### [Goal]
Copy out every row that follows word for word, leaving out the pictures.

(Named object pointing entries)
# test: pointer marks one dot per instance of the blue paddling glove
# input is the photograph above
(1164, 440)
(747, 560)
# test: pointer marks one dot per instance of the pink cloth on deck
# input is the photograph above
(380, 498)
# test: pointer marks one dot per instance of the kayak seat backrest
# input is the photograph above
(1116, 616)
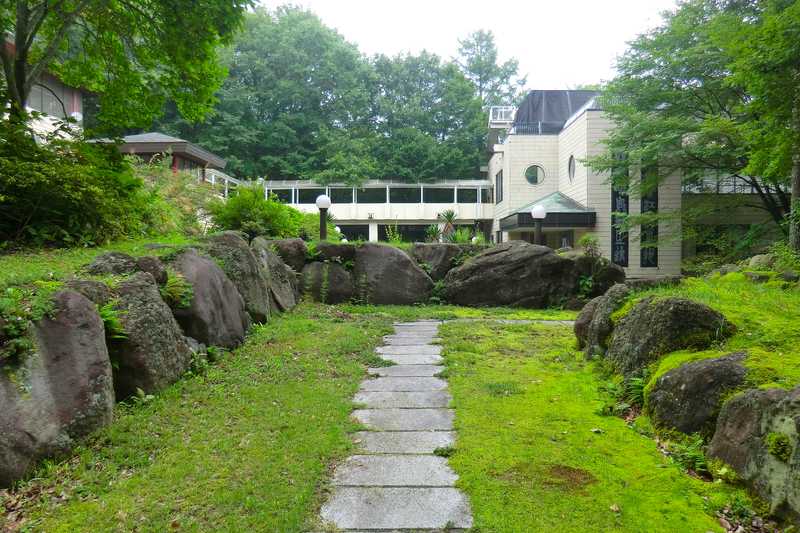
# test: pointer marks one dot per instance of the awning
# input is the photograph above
(562, 212)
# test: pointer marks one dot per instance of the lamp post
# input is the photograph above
(323, 203)
(538, 213)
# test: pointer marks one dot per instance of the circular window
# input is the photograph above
(534, 174)
(571, 168)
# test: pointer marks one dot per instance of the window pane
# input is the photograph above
(308, 196)
(284, 196)
(467, 196)
(404, 195)
(438, 195)
(371, 196)
(342, 196)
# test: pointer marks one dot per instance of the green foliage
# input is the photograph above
(780, 446)
(177, 292)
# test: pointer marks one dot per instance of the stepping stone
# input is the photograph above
(371, 508)
(406, 419)
(413, 359)
(406, 371)
(420, 349)
(404, 441)
(403, 384)
(394, 471)
(403, 400)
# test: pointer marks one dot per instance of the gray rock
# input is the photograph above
(240, 264)
(216, 316)
(688, 398)
(327, 283)
(757, 435)
(153, 354)
(283, 280)
(657, 326)
(598, 332)
(524, 275)
(385, 275)
(293, 252)
(438, 256)
(62, 392)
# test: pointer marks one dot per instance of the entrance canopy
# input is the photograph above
(562, 212)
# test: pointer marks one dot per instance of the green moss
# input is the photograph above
(779, 445)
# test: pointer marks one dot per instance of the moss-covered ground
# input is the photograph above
(534, 454)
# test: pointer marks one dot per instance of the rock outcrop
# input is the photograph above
(283, 285)
(656, 326)
(385, 275)
(151, 353)
(757, 435)
(239, 263)
(61, 392)
(216, 315)
(688, 398)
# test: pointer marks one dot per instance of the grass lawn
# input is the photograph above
(20, 268)
(533, 454)
(247, 446)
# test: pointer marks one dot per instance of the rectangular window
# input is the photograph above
(371, 195)
(649, 231)
(308, 196)
(340, 195)
(438, 195)
(404, 195)
(467, 196)
(284, 196)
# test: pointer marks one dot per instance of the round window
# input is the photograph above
(534, 174)
(571, 168)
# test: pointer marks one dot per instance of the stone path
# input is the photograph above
(396, 482)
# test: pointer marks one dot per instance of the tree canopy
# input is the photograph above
(134, 54)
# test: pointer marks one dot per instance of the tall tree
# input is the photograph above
(133, 53)
(496, 83)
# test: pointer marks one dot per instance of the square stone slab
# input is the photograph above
(371, 508)
(405, 371)
(403, 441)
(394, 471)
(403, 400)
(409, 384)
(406, 419)
(423, 349)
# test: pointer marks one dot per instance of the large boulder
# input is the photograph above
(437, 256)
(385, 275)
(62, 392)
(757, 435)
(328, 282)
(293, 252)
(216, 316)
(656, 326)
(688, 398)
(153, 353)
(239, 263)
(601, 325)
(283, 285)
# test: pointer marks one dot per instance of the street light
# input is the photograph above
(323, 203)
(538, 213)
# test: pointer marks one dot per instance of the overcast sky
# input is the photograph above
(559, 43)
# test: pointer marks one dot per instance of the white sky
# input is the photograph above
(559, 43)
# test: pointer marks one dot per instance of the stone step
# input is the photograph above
(380, 508)
(394, 471)
(406, 371)
(403, 441)
(402, 400)
(406, 419)
(403, 384)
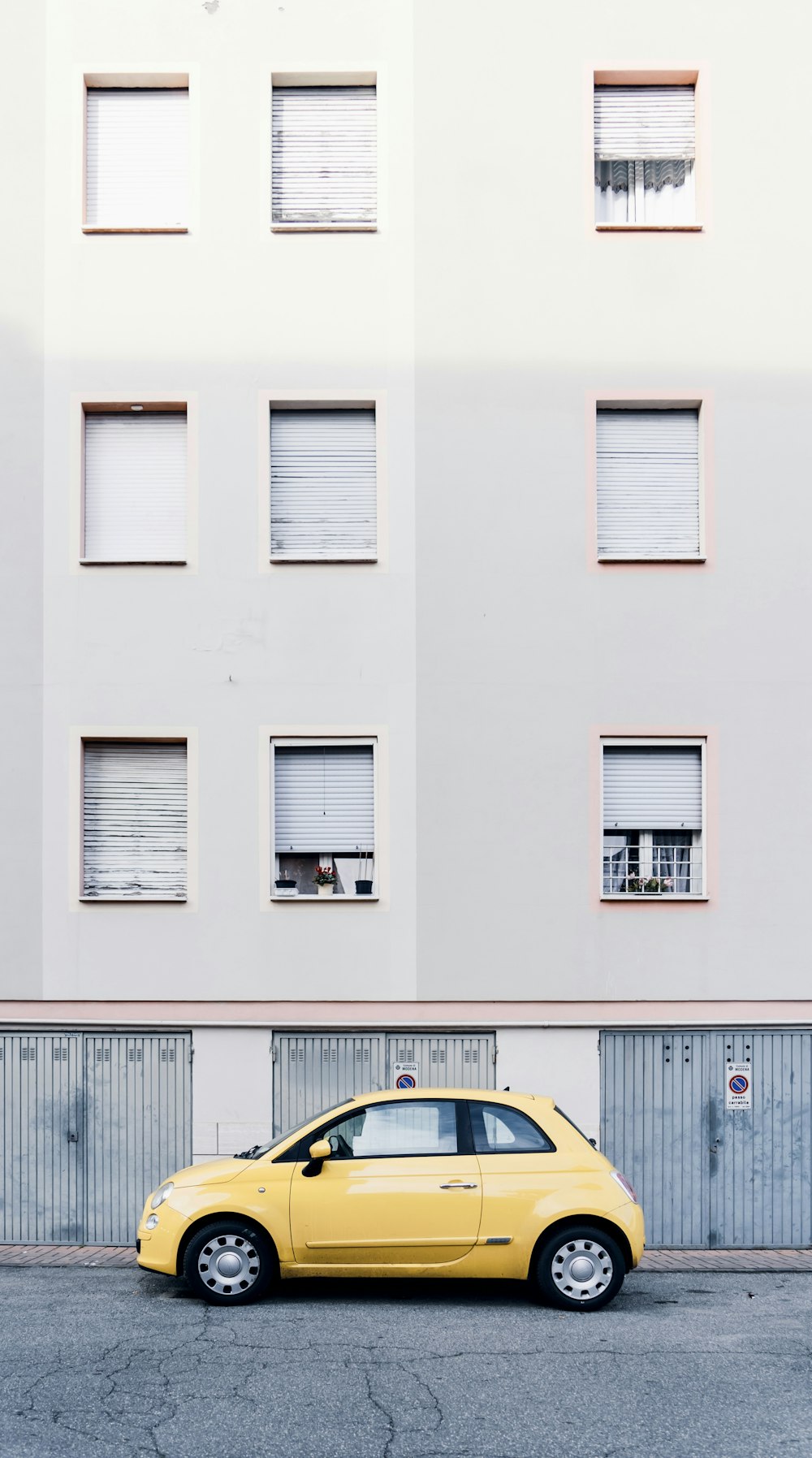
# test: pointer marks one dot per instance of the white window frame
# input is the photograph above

### [Exercise response]
# test: pointer marks one dot per instance of the blue paddling glove
# input is the photograph above
(1164, 440)
(747, 560)
# test: pointer marks one dot per instance of the pink cloth on deck
# input is the photograph above
(380, 498)
# test: pointer marks one dot per instance of the kayak seat backrest
# input is the photograph above
(1116, 616)
# test: pointer marks one dot per instance of the awning
# input is the photograph above
(562, 212)
# test: pointer marks one dot per instance of the lamp post
# input is the photograph above
(323, 203)
(538, 213)
# test: pointer marks one dot per instance of the circular window
# input is the photograph above
(534, 174)
(571, 168)
# test: pointer marks one dot per instance of the window pane
# input is the photograph above
(308, 196)
(284, 196)
(467, 196)
(404, 195)
(438, 195)
(371, 196)
(342, 196)
# test: pointer marks one dot per instance of the green foliage
# input is the photograph above
(780, 446)
(177, 292)
# test: pointer marks one dot per instance of the stepping stone
# input is the photograph above
(371, 508)
(406, 419)
(413, 359)
(406, 371)
(420, 349)
(404, 441)
(403, 384)
(394, 471)
(403, 400)
# test: pointer marks one dot per instance of the gray rock
# input is the photograph above
(240, 264)
(216, 316)
(688, 398)
(327, 283)
(757, 435)
(153, 354)
(283, 280)
(657, 326)
(598, 332)
(524, 275)
(385, 275)
(293, 252)
(438, 256)
(62, 392)
# test: pointer marks one dot per instance of the entrance canopy
# input is the photograph above
(562, 212)
# test: pointer marks one dot per instance of the green moss
# input is the photograph above
(779, 445)
# test: pointer marks one dot per instance of the moss-covered ground
# input is the photograph above
(534, 454)
# test: pointer marks one dot per instance of the rock outcrop
# input is the photograph above
(283, 285)
(656, 326)
(385, 275)
(151, 353)
(757, 435)
(239, 263)
(61, 392)
(216, 315)
(688, 398)
# test: pointer marks one dot per instance of the grass lawn
# input is the photograph above
(20, 268)
(533, 454)
(247, 446)
# test: pointer marks one dot per instance of the rectangular window
# input is the photograph above
(371, 195)
(649, 231)
(308, 196)
(340, 195)
(438, 195)
(404, 195)
(467, 196)
(284, 196)
# test: pointer marks one dot per instance of the round window
# input is the photograph above
(534, 174)
(571, 168)
# test: pointer marks one dot per instance of the stone path
# input is the photograph above
(396, 482)
# test: pointer marks one dot per instance of the tree canopy
# input is the photograph above
(134, 54)
# test: pointer marks one dot per instance of the tall tree
# input is the photograph above
(133, 53)
(496, 83)
# test: pointer marks one dot per instance of the square stone slab
# input is the photograph above
(371, 508)
(405, 371)
(403, 441)
(394, 471)
(403, 400)
(409, 384)
(406, 419)
(423, 349)
# test: pointer marks one dot per instance of the large boulder
# input is the photograph above
(437, 256)
(385, 275)
(62, 392)
(757, 435)
(328, 282)
(293, 252)
(216, 316)
(656, 326)
(688, 398)
(153, 353)
(239, 263)
(601, 325)
(283, 285)
# test: pointer marks one dot per instance of the street light
# input is the photograph above
(323, 203)
(538, 213)
# test: pointer marks one dot per instance of the overcast sky
# input is the photograph above
(559, 43)
# test: pointer marks one dot per instance of the white sky
# input is the photograph above
(559, 43)
# test: pointer marks one dot per instance of the stone step
# input is the photograph above
(380, 508)
(394, 471)
(406, 371)
(403, 441)
(402, 400)
(406, 419)
(403, 384)
# test: pointer marks one dot per instance of the white window frame
# input is the photograph above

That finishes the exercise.